- **SUPPLIED TEXT**
DURING the retreat from Moscow a French soldier was mortally wounded. His comrades tried to lift him into a waggon. 'No bandages, no brandy!' he cried; 'go, you cannot help me.' They hesitated, but seeing that he could not recover, and knowing that the enemy was hard upon them in pursuit, they left him. For half an hour he was alive and alone. The Emperor, whom he worshipped, was far away; his friends had fled; to remain would have been folly, and yet! It was late in the afternoon and bitterly cold. He looked with dim and closing eyes over the vast, dreary, snowy and silent plain. What were the images which passed before them? Were they of home, of the Emperor and the retreating army, of the crucifix and the figure thereon ? Who can tell? Death is preceded by thoughts which life cannot anticipate. Perhaps his herald was a simple longing to be at rest, joy at his approach blotting out

all bitterness and regret.

Who can tell?

But I dream and dream; the dying, wintry day, the dark, heavily-clouded sky, the snow, and the blood. A Cossack came up and drove his lance through him.

- **PROVIDED DATA**
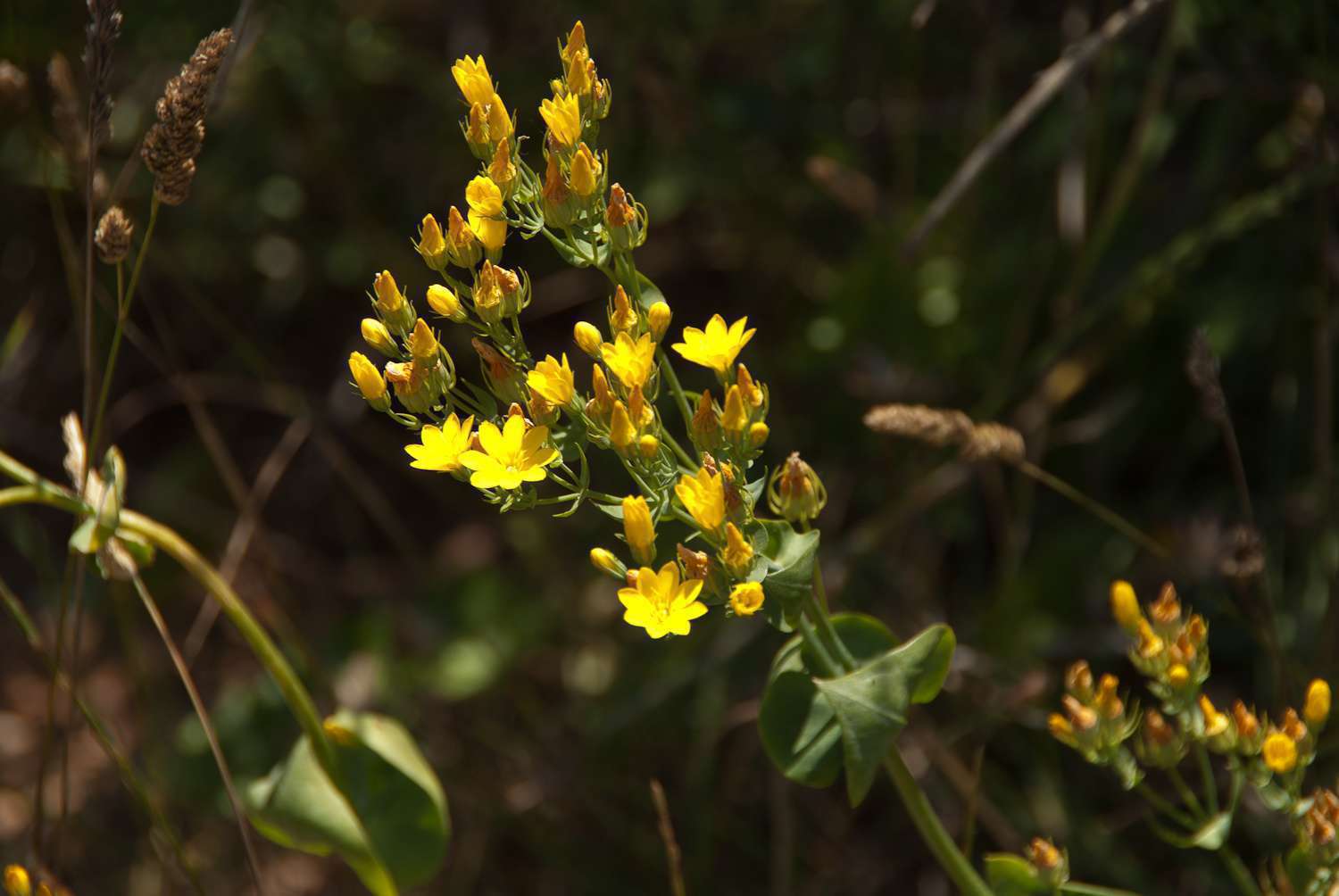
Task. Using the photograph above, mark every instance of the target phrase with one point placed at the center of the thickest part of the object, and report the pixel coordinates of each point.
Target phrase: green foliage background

- **QUESTIONS**
- A) Name each word the passage about the French soldier in the retreat from Moscow uses to describe the plain he looks over.
- B) Transcribe the passage about the French soldier in the retreat from Moscow, starting at the words "all bitterness and" and stopping after "lance through him.".
- C) Carry the passage about the French soldier in the retreat from Moscow on beyond its final sentence.

- **RESPONSES BY ITEM NUMBER**
- A)
vast
dreary
snowy
silent

- B)
all bitterness and regret.

Who can tell?

But I dream and dream; the dying, wintry day, the dark, heavily-clouded sky, the snow, and the blood. A Cossack came up and drove his lance through him.

- C)
OURSELVES

LORD BACON says that 'To be wise by rule and to be wise by experience are contrary proceedings; he that accustoms himself to the one unfits himself for the other.' It is singular how little attention, in the guidance of our lives, we pay to our own needs. It is a common falsehood of these times that all knowledge is good for everybody, the truth being that knowledge is good only if it helps us, and that if it does not help us it is bad. 'Whatever knowledge,' to quote from Bacon again, we cannot convert into food or medicine endangereth a dissolution of the mind and understanding.' We ought to turn aside from what we cannot manage, no matter how important it may seem to be. David refused Saul's helmet of brass and coat of mail. If he had taken the orthodox accoutrements and weapons he would have been encumbered and slain. He killed Goliath with the rustic sling and stone. No doubt if we determine to be ignorant of

those things with which the world thinks it necessary that everybody should be familiar we shall be thought ill-educated, but our very ignorance will be a better education, provided it be a principled ignorance, than much which secures local examination certificate or a degree. At the same time, if any study fits us, it should be pursued unflaggingly. We must not be afraid of the imputation of narrowness. Our subject will begin to be of most service to us when we have passed the threshold and can think for ourselves. If we devote ourselves, for example, to the works and biography of any great man, the pleasure and moral effect come when we have read him and re-read him and have traced every thread we can find, connecting him with his contemporaries. It is then, and then only, that we understand him and he becomes a living soul. Flesh and blood are given by details.

We are misled by heroes whom we admire, and the greater the genius the more perilous is its influence upon us if we allow it to be a dictator to us. It is really of little consequence to me what a saint or philosopher thought it necessary to do in order to protect and save himself. It is myself that I have to protect and save.